[Exercise prompt]:
Extract the records verbatim, starting at the line containing "Would you mind pointing at the pair" and continuing through the end of the records. Omit any pictures from your answer.
>> BEGIN Stored rows
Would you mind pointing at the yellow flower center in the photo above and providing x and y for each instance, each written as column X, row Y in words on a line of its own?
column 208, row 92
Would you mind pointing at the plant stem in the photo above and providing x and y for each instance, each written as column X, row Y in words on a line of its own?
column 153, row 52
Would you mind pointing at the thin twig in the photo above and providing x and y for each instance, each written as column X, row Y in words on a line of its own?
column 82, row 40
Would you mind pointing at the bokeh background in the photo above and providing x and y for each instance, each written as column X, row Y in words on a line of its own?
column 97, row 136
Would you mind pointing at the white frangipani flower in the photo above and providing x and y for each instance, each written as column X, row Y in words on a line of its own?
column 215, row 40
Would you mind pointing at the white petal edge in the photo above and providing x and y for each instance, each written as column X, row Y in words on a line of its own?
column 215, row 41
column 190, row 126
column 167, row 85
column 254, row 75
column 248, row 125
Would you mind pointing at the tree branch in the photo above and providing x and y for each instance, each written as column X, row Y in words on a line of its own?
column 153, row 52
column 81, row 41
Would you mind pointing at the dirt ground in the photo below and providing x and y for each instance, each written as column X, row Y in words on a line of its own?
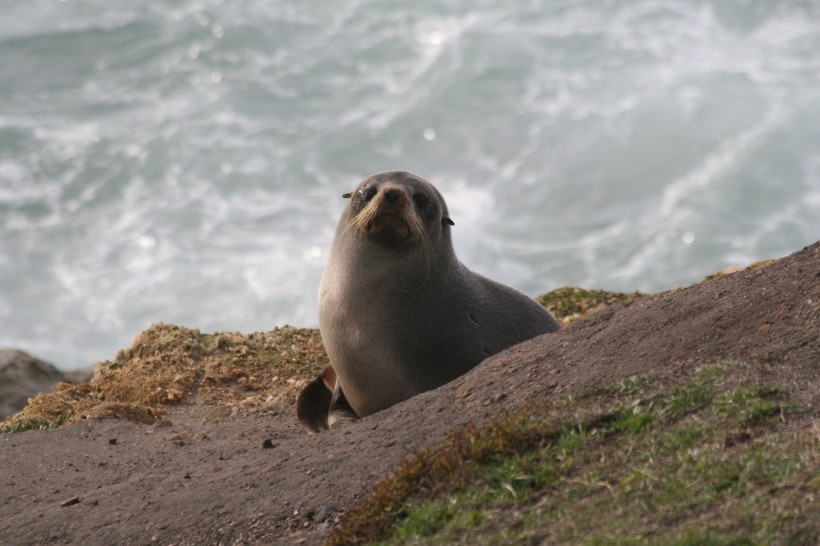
column 199, row 478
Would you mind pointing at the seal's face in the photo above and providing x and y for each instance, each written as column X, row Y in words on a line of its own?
column 397, row 210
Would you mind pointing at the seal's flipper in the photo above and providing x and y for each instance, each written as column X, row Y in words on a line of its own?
column 314, row 401
column 340, row 410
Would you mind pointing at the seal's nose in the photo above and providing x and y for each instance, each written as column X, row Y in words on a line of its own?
column 392, row 195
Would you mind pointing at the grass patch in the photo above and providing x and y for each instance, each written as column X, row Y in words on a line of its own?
column 28, row 424
column 716, row 460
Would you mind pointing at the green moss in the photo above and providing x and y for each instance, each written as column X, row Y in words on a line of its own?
column 641, row 463
column 571, row 303
column 28, row 424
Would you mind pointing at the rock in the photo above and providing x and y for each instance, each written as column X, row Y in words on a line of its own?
column 21, row 377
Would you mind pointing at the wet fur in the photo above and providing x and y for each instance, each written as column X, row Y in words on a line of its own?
column 402, row 319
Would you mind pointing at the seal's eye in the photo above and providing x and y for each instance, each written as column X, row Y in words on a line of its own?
column 421, row 200
column 368, row 193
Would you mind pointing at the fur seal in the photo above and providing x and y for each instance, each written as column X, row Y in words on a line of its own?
column 398, row 313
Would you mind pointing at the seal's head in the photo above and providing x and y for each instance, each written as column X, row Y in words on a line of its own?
column 397, row 210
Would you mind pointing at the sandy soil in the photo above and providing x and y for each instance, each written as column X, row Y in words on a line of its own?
column 200, row 477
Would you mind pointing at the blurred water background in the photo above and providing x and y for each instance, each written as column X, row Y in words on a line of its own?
column 183, row 161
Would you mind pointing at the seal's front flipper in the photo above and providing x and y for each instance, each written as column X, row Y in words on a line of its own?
column 340, row 410
column 314, row 401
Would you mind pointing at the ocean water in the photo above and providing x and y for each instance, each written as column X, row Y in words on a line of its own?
column 183, row 161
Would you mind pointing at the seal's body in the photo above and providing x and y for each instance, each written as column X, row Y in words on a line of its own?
column 398, row 313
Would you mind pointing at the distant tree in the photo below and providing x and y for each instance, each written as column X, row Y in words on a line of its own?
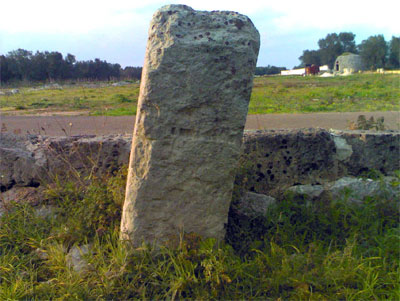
column 269, row 70
column 310, row 57
column 39, row 67
column 21, row 64
column 373, row 51
column 334, row 45
column 394, row 53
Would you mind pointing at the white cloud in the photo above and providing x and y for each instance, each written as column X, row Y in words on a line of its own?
column 81, row 17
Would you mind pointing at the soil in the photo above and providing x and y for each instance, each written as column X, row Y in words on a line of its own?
column 65, row 125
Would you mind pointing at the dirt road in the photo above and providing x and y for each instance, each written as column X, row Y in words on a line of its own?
column 101, row 125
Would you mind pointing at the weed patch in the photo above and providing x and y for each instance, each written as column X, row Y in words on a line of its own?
column 302, row 250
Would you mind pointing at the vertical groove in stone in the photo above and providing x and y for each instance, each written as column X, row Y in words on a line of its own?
column 193, row 102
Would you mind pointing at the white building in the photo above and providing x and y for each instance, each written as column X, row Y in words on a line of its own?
column 301, row 71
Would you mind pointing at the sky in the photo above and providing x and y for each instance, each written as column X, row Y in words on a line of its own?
column 116, row 30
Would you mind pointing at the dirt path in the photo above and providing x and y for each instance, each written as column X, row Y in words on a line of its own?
column 101, row 125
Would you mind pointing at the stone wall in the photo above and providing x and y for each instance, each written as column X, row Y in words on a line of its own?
column 272, row 160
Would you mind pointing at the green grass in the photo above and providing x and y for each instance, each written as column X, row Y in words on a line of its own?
column 101, row 100
column 355, row 93
column 328, row 251
column 273, row 94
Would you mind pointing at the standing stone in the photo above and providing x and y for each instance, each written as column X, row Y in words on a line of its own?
column 193, row 102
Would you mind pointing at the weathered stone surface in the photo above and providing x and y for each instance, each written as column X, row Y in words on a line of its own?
column 309, row 191
column 352, row 189
column 31, row 160
column 193, row 102
column 254, row 205
column 275, row 160
column 357, row 189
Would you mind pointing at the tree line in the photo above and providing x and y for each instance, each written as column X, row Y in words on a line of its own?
column 23, row 65
column 374, row 51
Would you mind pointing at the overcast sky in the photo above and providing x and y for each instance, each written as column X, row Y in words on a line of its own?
column 116, row 30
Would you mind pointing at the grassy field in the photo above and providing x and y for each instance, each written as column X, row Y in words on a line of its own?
column 340, row 251
column 276, row 94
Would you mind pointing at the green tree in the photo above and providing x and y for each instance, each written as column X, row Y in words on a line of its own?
column 334, row 45
column 394, row 53
column 374, row 51
column 310, row 57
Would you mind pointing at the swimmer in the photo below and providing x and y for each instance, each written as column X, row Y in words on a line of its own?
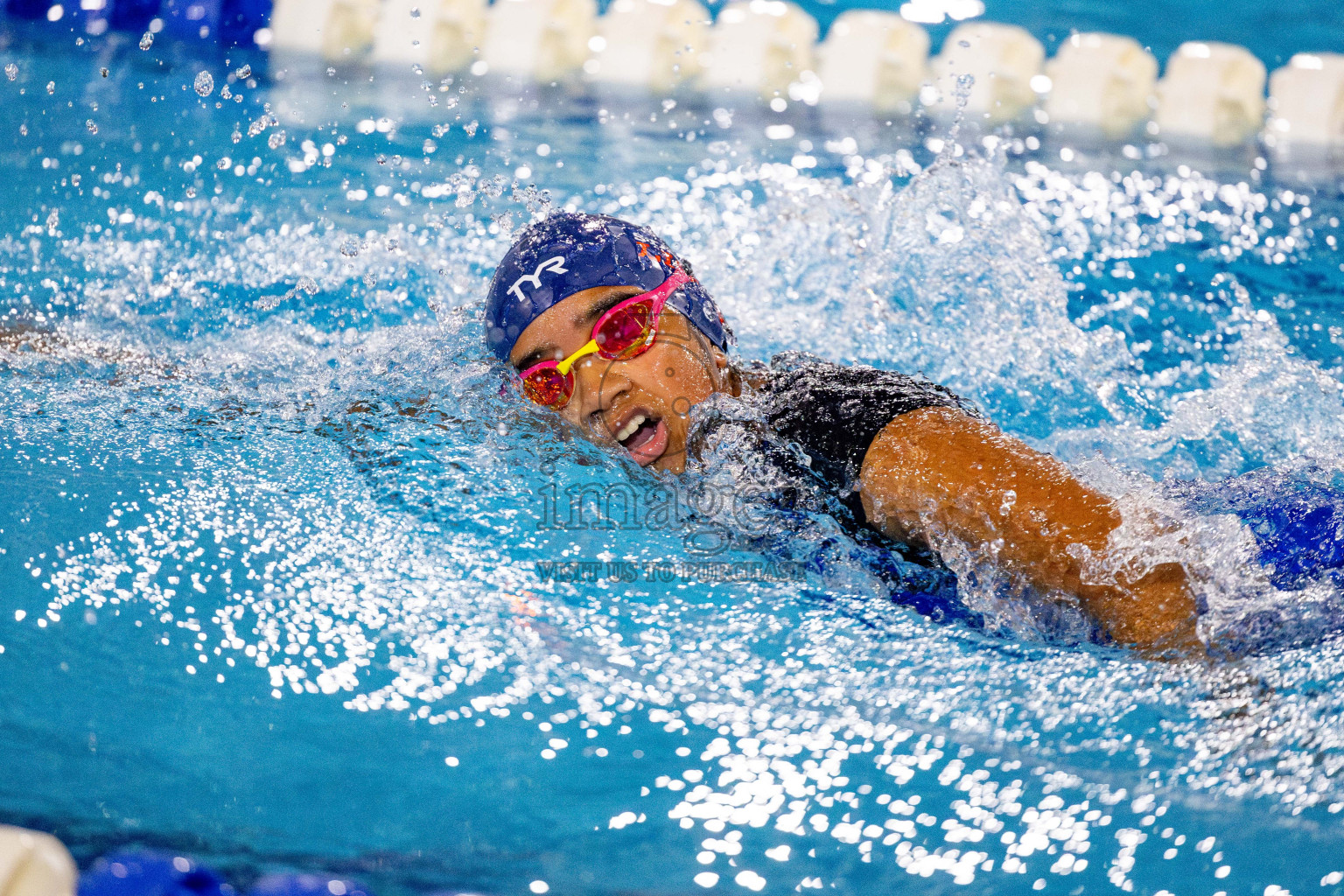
column 612, row 331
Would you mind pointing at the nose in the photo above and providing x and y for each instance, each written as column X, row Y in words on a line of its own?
column 597, row 383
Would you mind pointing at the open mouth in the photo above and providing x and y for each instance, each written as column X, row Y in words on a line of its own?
column 644, row 437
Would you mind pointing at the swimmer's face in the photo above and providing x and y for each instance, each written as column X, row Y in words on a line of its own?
column 660, row 386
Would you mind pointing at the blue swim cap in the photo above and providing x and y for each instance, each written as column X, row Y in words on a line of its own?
column 570, row 251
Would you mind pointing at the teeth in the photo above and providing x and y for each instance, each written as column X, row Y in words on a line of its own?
column 628, row 430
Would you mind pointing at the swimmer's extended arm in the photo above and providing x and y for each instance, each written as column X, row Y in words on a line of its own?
column 942, row 472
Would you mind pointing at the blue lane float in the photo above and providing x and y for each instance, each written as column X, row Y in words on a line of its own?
column 306, row 886
column 147, row 873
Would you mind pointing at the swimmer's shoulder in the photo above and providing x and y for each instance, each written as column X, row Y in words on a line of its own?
column 835, row 411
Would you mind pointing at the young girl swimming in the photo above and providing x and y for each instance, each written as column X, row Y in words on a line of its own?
column 606, row 326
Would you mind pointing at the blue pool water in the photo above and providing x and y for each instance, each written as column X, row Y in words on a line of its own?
column 275, row 547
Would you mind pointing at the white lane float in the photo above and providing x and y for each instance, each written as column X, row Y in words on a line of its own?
column 541, row 40
column 336, row 30
column 1101, row 80
column 434, row 34
column 1211, row 92
column 654, row 45
column 874, row 58
column 760, row 46
column 1306, row 101
column 1003, row 60
column 34, row 864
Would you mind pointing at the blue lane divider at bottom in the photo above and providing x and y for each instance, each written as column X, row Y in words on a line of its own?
column 228, row 22
column 145, row 873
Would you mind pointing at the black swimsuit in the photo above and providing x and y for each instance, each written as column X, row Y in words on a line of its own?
column 832, row 413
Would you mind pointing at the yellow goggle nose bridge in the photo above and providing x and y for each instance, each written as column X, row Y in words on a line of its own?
column 564, row 367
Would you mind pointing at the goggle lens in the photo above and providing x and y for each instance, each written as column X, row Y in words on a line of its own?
column 549, row 387
column 626, row 332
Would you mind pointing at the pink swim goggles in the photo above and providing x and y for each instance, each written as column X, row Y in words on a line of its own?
column 624, row 332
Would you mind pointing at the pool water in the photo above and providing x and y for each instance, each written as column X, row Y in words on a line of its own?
column 275, row 550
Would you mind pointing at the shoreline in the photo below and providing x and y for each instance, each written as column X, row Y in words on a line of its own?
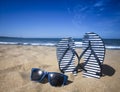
column 16, row 62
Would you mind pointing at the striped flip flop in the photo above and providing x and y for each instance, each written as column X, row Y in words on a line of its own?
column 66, row 55
column 94, row 53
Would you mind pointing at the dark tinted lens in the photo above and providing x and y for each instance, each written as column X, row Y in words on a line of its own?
column 56, row 79
column 36, row 74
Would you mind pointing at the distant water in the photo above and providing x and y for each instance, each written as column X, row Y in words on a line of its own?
column 109, row 43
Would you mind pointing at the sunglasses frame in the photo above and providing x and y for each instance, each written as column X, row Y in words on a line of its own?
column 48, row 76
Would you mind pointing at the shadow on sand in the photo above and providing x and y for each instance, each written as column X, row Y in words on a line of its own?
column 107, row 70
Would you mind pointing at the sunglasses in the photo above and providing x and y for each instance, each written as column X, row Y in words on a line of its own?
column 54, row 78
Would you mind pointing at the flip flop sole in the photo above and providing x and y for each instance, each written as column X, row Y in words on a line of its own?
column 92, row 66
column 65, row 57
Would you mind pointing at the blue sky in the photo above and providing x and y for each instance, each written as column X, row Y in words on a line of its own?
column 59, row 18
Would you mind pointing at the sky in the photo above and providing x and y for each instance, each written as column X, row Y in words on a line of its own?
column 59, row 18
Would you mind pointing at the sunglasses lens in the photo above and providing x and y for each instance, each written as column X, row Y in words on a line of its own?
column 57, row 79
column 36, row 74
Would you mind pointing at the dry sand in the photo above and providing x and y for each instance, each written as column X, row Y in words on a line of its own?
column 16, row 63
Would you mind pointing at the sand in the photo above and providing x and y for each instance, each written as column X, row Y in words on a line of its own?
column 16, row 63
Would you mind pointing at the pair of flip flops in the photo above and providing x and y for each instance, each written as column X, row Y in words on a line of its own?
column 93, row 55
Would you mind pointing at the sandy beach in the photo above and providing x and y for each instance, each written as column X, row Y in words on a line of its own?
column 16, row 62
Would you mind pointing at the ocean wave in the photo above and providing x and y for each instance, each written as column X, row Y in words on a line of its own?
column 53, row 44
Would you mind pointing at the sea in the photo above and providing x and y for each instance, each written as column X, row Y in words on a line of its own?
column 109, row 43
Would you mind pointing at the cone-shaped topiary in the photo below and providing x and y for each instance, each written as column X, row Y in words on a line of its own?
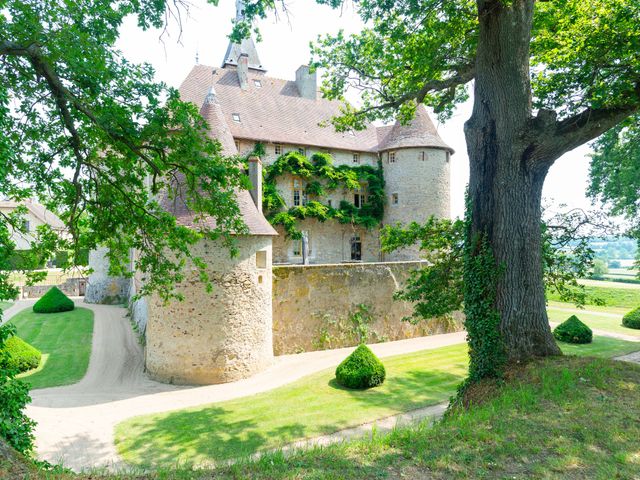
column 632, row 319
column 573, row 330
column 361, row 369
column 53, row 301
column 22, row 356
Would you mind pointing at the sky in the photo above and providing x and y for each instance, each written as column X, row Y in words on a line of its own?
column 285, row 46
>> END Stored rows
[Correct response]:
Would you mind pointing at the pair of flip flops in the photo above and providing x and y for each instance, each written as column X, row Y in words on a line of its own?
column 93, row 55
Would you mind pointing at the sandy beach in the photo above and providing x and y for each instance, each written as column X, row Y in words on a line of its own?
column 16, row 62
Would you mind pointing at the ocean wave in the photo above and providing x and y for each instance, each written as column X, row Y in words on a line of its own?
column 53, row 44
Would you mind pointing at the sea in the photo above and providing x and y for each instance, each written as column X, row Y in words on a line of its own?
column 109, row 43
Would you mind pointing at the cone-shaped topiary in the photo below and providing x and y for each instance, each written as column X, row Y in words on a line of its own?
column 632, row 319
column 573, row 330
column 361, row 369
column 53, row 301
column 22, row 356
Would you mind pointing at the sky in the photo above and providing x and y for each instance, each written as column X, row Y in words on a line of its own?
column 285, row 46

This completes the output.